> [The problem] Please restate, word for word, each line from the one containing "the white building" through the end of the entries below.

** Records provided follows **

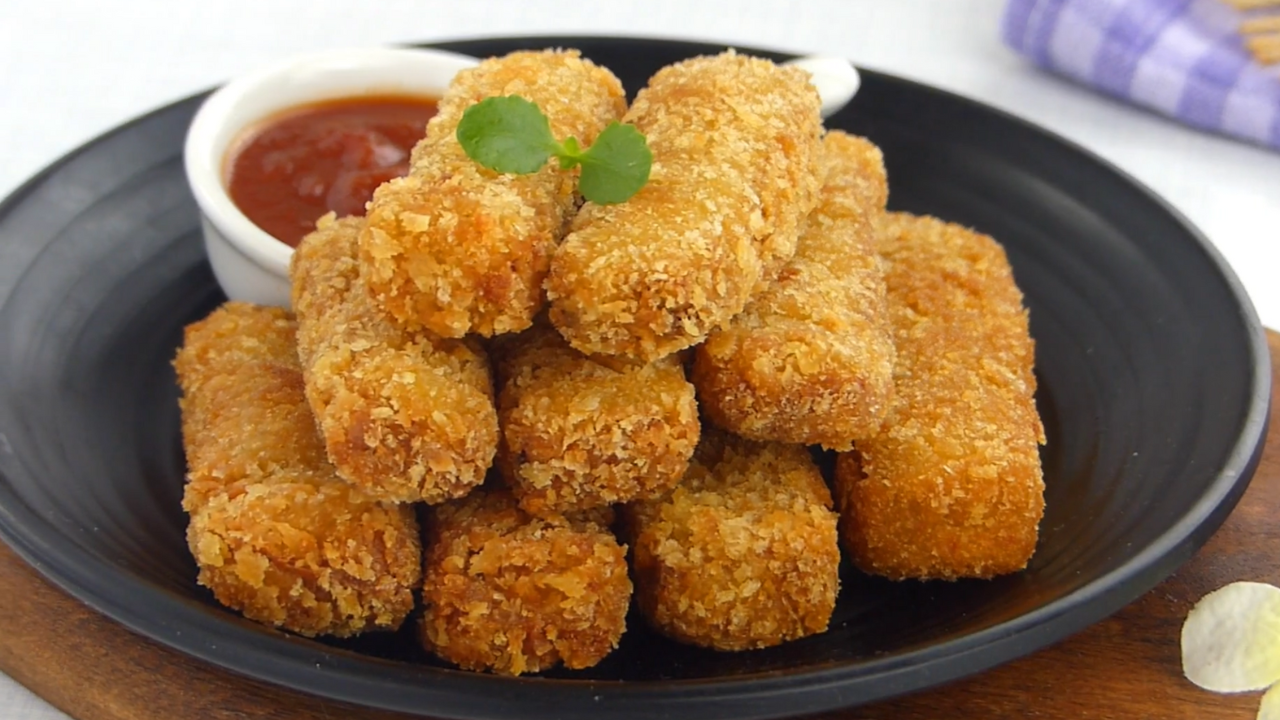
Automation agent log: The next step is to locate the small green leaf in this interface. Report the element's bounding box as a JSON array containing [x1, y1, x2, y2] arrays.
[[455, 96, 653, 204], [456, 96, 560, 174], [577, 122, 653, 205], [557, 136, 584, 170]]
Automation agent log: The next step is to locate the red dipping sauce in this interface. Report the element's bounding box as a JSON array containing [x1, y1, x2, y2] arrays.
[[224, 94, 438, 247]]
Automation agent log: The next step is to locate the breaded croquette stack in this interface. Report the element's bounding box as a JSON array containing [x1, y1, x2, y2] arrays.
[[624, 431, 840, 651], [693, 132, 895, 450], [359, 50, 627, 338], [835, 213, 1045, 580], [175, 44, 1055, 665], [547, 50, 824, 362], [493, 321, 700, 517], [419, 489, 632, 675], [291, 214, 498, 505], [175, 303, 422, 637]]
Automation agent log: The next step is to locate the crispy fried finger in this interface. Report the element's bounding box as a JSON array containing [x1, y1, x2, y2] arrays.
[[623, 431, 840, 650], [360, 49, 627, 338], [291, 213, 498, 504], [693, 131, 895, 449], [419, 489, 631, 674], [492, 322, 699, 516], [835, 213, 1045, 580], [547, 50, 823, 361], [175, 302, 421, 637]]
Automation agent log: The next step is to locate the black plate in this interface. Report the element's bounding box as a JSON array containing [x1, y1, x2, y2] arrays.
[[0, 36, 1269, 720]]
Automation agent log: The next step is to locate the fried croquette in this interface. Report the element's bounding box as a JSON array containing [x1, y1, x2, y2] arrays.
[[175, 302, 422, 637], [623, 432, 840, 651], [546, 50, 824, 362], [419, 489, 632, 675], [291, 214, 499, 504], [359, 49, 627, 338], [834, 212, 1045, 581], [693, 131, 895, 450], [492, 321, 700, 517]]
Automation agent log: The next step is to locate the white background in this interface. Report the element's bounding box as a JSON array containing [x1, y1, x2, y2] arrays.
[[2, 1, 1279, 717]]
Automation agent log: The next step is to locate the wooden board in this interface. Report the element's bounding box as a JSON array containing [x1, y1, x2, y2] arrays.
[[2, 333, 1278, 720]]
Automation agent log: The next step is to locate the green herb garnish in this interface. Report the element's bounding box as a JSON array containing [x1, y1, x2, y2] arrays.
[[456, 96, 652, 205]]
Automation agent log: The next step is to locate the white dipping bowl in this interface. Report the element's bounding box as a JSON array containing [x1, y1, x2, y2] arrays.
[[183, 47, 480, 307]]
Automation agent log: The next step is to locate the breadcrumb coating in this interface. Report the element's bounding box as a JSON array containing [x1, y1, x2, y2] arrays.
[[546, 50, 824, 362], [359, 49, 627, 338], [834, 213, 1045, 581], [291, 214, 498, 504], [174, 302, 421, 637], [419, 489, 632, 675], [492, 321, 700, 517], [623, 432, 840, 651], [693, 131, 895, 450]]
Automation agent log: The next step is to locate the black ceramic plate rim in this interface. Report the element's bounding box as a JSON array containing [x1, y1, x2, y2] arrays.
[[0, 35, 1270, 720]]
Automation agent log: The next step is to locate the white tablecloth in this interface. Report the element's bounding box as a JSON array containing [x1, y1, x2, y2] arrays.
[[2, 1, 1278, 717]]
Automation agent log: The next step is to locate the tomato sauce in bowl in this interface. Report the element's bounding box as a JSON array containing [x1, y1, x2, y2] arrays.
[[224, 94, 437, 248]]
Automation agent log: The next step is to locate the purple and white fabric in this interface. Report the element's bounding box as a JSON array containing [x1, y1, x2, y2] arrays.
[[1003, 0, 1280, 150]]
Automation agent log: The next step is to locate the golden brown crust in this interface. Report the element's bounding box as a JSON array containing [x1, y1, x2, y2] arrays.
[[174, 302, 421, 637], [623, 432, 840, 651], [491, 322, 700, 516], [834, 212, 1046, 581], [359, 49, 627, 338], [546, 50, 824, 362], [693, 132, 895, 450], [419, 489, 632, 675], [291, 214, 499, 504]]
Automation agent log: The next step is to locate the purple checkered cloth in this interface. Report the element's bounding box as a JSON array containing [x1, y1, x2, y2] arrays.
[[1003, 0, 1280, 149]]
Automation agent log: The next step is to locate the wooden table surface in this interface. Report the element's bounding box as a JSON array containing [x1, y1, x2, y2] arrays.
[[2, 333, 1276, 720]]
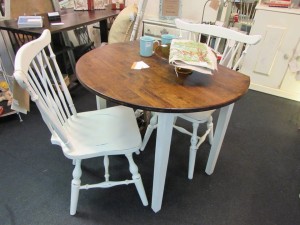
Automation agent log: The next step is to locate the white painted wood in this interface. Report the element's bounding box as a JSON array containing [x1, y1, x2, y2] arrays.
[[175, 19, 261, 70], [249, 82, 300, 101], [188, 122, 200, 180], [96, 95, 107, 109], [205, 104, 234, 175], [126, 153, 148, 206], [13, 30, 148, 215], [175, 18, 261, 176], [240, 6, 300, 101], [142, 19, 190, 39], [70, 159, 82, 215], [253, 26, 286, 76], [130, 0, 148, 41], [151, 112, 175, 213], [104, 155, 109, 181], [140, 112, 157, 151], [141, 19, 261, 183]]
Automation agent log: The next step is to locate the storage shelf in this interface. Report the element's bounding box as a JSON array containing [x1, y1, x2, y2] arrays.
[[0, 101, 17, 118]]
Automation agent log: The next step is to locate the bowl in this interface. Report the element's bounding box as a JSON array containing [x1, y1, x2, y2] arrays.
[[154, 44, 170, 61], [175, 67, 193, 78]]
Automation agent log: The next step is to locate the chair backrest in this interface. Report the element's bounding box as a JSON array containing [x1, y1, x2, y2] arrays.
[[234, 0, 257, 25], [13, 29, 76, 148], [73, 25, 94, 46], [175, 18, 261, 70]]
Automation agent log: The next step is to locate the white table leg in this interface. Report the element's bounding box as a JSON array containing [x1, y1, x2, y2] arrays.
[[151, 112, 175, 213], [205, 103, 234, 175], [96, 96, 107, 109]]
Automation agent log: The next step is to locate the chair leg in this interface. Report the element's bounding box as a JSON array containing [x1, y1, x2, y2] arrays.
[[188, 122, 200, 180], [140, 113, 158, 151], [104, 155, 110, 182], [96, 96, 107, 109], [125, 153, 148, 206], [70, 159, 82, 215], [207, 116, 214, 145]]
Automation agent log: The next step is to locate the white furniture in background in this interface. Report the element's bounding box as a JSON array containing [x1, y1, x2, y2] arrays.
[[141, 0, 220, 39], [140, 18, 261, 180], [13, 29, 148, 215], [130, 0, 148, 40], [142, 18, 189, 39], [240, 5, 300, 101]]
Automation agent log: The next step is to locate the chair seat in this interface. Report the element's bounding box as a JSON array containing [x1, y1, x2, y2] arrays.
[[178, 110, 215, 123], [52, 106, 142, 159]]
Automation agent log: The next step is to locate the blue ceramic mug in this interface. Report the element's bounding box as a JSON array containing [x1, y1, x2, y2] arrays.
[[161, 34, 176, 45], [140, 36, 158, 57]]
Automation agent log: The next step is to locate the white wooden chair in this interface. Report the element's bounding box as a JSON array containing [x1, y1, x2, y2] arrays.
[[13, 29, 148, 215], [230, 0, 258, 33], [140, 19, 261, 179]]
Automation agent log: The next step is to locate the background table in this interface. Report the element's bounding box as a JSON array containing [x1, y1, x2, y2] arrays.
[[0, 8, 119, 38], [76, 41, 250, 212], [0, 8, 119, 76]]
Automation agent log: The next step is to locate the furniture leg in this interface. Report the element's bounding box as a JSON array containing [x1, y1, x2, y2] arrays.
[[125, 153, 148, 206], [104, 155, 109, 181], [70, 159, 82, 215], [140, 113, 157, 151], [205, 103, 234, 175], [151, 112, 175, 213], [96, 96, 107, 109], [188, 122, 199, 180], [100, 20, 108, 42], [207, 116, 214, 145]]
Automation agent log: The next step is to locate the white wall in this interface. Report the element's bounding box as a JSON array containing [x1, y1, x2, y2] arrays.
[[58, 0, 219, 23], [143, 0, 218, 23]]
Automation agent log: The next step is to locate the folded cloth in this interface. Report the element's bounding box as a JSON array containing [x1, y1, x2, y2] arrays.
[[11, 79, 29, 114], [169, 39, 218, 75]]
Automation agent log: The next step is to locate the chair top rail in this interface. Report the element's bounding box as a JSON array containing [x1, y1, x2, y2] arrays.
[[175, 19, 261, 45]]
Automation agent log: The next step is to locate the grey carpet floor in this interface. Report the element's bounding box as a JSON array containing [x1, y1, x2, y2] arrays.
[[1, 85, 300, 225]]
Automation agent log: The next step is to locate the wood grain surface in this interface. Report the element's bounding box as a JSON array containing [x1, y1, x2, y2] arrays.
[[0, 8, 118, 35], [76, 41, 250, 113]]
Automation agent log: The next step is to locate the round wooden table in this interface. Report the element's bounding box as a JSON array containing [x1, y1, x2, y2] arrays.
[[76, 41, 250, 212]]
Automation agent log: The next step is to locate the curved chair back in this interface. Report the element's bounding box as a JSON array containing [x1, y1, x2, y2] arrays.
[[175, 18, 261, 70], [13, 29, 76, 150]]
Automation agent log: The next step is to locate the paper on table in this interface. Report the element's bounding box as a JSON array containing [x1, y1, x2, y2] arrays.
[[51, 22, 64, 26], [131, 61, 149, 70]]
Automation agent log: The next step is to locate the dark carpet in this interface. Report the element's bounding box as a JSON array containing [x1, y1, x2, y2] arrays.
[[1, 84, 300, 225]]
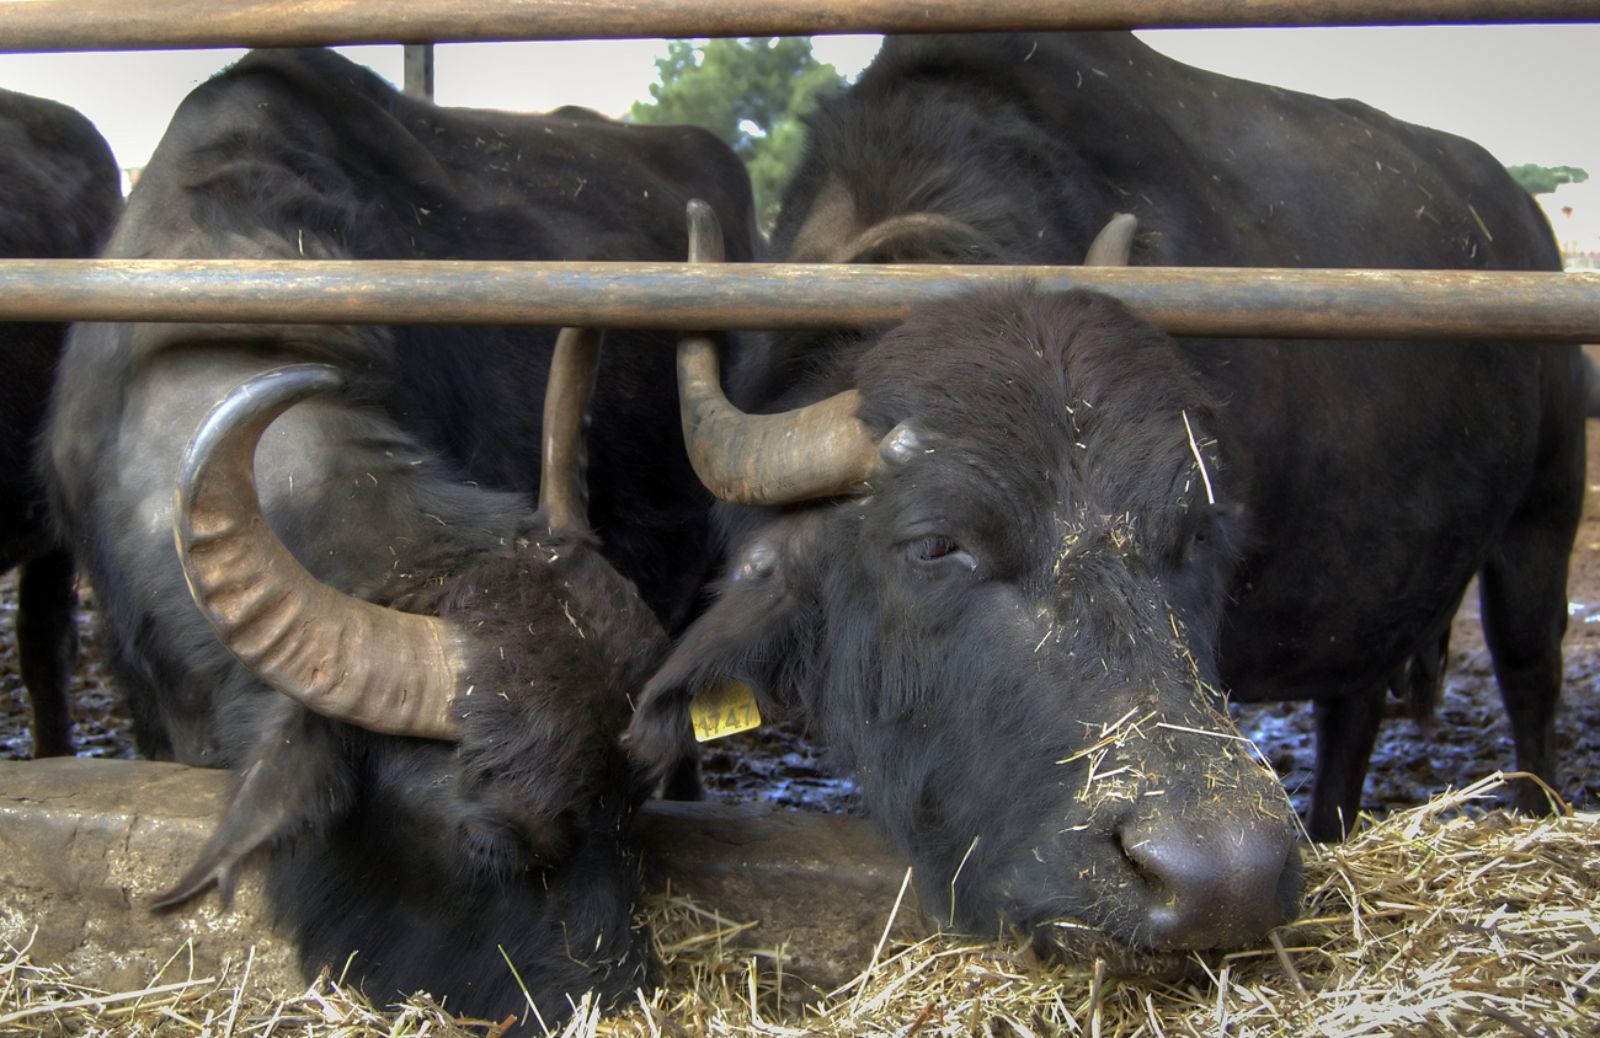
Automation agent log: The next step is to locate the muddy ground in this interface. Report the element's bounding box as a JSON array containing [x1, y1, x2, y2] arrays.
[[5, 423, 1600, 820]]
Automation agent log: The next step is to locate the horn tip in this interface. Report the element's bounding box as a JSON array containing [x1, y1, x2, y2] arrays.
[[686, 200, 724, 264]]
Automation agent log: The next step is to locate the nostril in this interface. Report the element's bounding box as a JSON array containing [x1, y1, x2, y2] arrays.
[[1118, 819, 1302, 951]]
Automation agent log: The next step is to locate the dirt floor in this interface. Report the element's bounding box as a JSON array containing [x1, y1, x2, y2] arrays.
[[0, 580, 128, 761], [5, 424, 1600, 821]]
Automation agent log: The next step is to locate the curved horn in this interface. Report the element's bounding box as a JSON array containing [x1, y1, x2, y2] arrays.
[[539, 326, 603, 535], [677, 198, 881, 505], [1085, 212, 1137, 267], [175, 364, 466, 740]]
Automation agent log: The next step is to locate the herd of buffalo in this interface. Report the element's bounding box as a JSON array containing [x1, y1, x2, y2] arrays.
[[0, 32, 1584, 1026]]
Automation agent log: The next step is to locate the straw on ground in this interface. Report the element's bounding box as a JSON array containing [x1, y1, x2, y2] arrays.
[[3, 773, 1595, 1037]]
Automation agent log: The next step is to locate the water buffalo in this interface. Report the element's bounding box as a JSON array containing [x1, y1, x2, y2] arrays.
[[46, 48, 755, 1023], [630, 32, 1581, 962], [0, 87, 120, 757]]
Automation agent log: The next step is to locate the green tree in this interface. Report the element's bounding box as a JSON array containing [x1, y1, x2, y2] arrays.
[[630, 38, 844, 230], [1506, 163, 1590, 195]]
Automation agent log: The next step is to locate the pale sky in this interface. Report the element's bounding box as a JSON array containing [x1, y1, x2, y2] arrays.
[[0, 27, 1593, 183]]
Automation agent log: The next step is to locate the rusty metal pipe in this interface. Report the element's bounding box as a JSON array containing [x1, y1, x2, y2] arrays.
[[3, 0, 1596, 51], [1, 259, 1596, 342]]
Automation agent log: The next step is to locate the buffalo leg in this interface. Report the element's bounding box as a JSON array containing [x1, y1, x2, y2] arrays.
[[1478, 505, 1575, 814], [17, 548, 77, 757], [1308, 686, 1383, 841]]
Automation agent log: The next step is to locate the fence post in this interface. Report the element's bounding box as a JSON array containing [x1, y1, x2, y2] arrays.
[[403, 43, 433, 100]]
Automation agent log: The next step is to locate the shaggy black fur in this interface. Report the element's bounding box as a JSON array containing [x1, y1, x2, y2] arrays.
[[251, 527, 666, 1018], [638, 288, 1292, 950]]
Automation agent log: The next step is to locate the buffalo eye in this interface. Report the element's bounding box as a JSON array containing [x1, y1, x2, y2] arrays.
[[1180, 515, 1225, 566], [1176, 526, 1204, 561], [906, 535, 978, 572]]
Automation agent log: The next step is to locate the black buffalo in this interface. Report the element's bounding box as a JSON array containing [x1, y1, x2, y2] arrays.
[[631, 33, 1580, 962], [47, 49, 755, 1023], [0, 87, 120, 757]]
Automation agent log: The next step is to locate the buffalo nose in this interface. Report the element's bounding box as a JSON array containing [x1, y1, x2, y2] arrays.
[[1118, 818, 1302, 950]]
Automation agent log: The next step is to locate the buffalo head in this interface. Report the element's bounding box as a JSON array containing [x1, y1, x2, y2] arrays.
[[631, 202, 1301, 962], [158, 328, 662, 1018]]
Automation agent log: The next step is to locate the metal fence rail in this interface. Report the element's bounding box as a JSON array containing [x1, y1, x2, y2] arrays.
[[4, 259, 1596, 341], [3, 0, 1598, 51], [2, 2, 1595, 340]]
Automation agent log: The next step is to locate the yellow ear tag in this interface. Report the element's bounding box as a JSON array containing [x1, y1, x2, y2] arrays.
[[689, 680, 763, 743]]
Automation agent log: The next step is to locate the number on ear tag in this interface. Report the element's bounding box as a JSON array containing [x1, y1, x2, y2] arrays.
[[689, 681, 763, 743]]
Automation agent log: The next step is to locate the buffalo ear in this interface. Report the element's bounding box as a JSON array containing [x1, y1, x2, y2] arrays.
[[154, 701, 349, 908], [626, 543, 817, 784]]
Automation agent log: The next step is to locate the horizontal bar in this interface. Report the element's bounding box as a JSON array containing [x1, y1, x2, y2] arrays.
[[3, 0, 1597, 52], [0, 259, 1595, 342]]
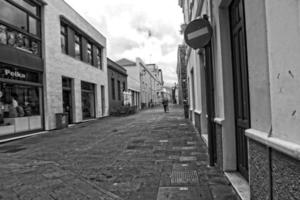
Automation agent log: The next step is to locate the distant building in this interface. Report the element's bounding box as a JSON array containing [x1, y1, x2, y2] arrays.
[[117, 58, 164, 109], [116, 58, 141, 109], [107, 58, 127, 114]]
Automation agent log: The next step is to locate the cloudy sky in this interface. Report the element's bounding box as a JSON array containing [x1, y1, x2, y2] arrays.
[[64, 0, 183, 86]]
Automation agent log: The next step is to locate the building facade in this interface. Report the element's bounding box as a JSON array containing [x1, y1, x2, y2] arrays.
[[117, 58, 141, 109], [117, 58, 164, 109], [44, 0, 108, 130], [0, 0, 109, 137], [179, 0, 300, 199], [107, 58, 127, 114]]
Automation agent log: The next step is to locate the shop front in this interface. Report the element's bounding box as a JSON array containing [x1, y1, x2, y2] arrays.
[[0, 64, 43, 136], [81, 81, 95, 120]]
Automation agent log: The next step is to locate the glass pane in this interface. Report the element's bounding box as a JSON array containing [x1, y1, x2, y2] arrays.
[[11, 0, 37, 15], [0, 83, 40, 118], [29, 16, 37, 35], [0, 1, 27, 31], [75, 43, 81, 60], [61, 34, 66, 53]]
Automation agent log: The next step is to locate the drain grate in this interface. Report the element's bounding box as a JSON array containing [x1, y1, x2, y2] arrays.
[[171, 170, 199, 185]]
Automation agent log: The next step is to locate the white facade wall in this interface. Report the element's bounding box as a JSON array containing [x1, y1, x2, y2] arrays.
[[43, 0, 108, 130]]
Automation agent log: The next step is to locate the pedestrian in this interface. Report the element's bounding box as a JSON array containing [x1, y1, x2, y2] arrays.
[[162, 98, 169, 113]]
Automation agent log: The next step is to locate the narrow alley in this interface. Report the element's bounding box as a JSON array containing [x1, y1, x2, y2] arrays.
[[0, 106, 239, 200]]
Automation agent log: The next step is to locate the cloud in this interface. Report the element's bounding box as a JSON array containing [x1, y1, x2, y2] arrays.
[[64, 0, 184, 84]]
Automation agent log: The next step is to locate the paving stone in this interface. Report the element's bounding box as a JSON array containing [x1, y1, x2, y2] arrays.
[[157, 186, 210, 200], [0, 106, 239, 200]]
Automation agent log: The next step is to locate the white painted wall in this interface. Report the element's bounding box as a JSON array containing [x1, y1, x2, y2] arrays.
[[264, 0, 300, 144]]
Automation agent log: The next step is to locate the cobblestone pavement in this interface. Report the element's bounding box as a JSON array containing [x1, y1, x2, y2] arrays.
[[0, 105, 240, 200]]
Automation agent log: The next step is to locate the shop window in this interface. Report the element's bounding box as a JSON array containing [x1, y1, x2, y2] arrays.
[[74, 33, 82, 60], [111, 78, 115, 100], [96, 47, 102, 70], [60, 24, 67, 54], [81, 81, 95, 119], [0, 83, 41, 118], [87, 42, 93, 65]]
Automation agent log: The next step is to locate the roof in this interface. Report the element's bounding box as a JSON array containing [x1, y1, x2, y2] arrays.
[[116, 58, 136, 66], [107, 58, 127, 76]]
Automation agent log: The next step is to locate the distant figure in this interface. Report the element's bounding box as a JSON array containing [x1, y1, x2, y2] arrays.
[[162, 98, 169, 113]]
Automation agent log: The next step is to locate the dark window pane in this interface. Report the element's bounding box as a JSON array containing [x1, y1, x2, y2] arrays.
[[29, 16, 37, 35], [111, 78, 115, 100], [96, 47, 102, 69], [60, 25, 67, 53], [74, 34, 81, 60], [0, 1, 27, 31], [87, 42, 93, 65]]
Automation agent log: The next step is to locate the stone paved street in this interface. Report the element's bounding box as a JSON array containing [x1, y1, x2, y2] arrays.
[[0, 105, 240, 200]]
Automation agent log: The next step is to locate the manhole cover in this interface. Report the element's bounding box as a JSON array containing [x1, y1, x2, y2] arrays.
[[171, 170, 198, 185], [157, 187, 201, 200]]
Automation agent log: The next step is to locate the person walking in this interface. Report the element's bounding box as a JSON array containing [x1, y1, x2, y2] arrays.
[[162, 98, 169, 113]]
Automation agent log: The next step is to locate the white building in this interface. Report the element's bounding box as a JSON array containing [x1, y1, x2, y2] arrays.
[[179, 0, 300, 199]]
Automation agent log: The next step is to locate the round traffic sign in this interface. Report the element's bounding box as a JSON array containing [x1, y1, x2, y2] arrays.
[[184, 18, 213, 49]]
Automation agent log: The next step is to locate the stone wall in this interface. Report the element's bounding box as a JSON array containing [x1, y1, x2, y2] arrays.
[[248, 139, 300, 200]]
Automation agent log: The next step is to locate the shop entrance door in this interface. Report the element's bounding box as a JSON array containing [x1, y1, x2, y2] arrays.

** End of Records provided **

> [Solved exercise]
Automation agent log: The next step is to locate the white building in this interface. Report the element's bounding box as a JSON array containing [x1, y1, x2, y2] arrays.
[[179, 0, 300, 199]]
Automation agent log: The next step is to locate the round traffic sign in this interface. Report the element's bounding box as a JSON array containing [x1, y1, x2, y2] arrays.
[[184, 18, 213, 49]]
Automation agent log: The next step is to locate the stone wall in this interface. Report the element's bounding box as a JSON array containing [x1, y1, x2, y2] arrays.
[[248, 139, 300, 200]]
Automation agent log: The next step is to locate the shop entrance door in this interface. Report the element's bounding box as a JSON array containing [x1, y1, x2, y2] arrays.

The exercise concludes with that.